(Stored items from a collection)
★ ★ ★ ★

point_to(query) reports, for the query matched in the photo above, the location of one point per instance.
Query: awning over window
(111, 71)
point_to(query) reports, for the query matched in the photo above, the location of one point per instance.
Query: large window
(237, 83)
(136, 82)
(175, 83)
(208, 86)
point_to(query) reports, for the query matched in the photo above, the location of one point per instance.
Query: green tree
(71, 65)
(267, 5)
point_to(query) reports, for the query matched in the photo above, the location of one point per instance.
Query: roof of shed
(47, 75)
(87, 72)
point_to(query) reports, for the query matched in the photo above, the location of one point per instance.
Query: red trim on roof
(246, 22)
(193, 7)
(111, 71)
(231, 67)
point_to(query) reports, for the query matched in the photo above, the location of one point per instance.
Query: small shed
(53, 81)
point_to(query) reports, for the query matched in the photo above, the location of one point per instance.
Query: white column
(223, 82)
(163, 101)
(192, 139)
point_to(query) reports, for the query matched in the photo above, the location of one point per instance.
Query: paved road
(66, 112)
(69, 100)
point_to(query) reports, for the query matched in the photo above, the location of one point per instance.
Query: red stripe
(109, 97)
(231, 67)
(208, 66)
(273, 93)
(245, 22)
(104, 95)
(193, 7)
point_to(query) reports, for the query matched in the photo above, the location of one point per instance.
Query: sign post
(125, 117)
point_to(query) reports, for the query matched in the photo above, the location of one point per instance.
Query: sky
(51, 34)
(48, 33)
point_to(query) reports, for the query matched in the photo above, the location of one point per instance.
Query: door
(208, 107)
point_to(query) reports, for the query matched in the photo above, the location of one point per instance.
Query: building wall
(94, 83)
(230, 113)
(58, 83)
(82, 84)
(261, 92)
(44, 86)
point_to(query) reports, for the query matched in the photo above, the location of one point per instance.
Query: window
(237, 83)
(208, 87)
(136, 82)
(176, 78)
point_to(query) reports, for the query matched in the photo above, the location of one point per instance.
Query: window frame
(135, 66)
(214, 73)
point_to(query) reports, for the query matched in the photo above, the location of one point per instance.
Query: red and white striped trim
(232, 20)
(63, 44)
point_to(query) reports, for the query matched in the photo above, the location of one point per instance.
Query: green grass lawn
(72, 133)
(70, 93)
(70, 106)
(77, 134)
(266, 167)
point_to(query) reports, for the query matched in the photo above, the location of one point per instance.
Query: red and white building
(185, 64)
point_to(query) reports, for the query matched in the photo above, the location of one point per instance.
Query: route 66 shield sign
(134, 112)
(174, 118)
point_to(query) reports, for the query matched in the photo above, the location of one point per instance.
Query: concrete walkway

★ ★ ★ ★

Set down the data above once more so that nothing differs from the original.

point_to(query) reports, for the query matched in the photo above, the location of one point per instance.
Query: awning over window
(111, 71)
point_to(query) reports, for the query matched in the photo above, the location of one point per instance.
Query: large window
(237, 83)
(136, 82)
(175, 83)
(208, 86)
point_to(query) reports, for the query matched in the photo above, the location of one point per instance.
Query: green tree
(71, 65)
(267, 5)
point_to(query) reports, for the query matched in the photo above, the location of one point per instance.
Query: roof of shed
(47, 75)
(87, 72)
point_to(query) reports, for the query matched in the photo above, the location of one point per instance.
Query: red trim on roof
(246, 22)
(193, 7)
(111, 71)
(231, 67)
point_to(query) reports, for the query matched in the photo above, the location of one point per instance.
Query: small shed
(53, 81)
point_to(query) reports, for the query matched in the photo above, the location of one point per instance.
Query: white column
(223, 82)
(163, 101)
(192, 139)
point_to(query) reports, for the query matched in the photo above, the location of one point per instance.
Query: paved road
(66, 112)
(69, 100)
point_to(query) reports, for the query matched in the photo above, the location of one point per instance.
Query: red stripe
(109, 97)
(231, 67)
(208, 66)
(273, 93)
(245, 22)
(104, 95)
(193, 7)
point_to(query) reports, for the query matched in the photo above, the location of one point per instance.
Query: sign post
(125, 117)
point_to(query) reports, for the query matched in the photo above, the location of one point per instance.
Query: sky
(51, 34)
(48, 33)
point_to(query) reports, for the query matched in the photo above, the location of one point per instance.
Query: door
(208, 107)
point_to(query) reports, for the query matched in the photo above, the location of one point per instance.
Query: building wall
(94, 83)
(230, 113)
(58, 83)
(82, 84)
(261, 92)
(44, 86)
point_to(query) reports, for the query matched in the photo above, the location of one point per instance.
Query: window
(237, 83)
(208, 87)
(136, 82)
(176, 78)
point_to(query) reports, for the query matched in the photo above, the location of one point per instance.
Query: window frame
(135, 66)
(214, 73)
point_to(query) reports, for the query matched in the photo above, the location of one point per instance.
Query: red and white striped trim
(232, 20)
(63, 44)
point_to(query) reports, for the query matched in the photo above, the location of one point per instance.
Query: green grass lawn
(72, 133)
(70, 93)
(70, 106)
(77, 134)
(266, 167)
point_to(query) reports, for the query matched in the photo above, the location of one point per instance.
Query: red and white building
(185, 64)
point_to(query) reports, for the query matched in the photo above, the location of one point per instance.
Query: route 66 shield sign
(134, 112)
(174, 118)
point_to(query) reports, for the query matched in the photo above, the location of one point per instance.
Query: concrete walkway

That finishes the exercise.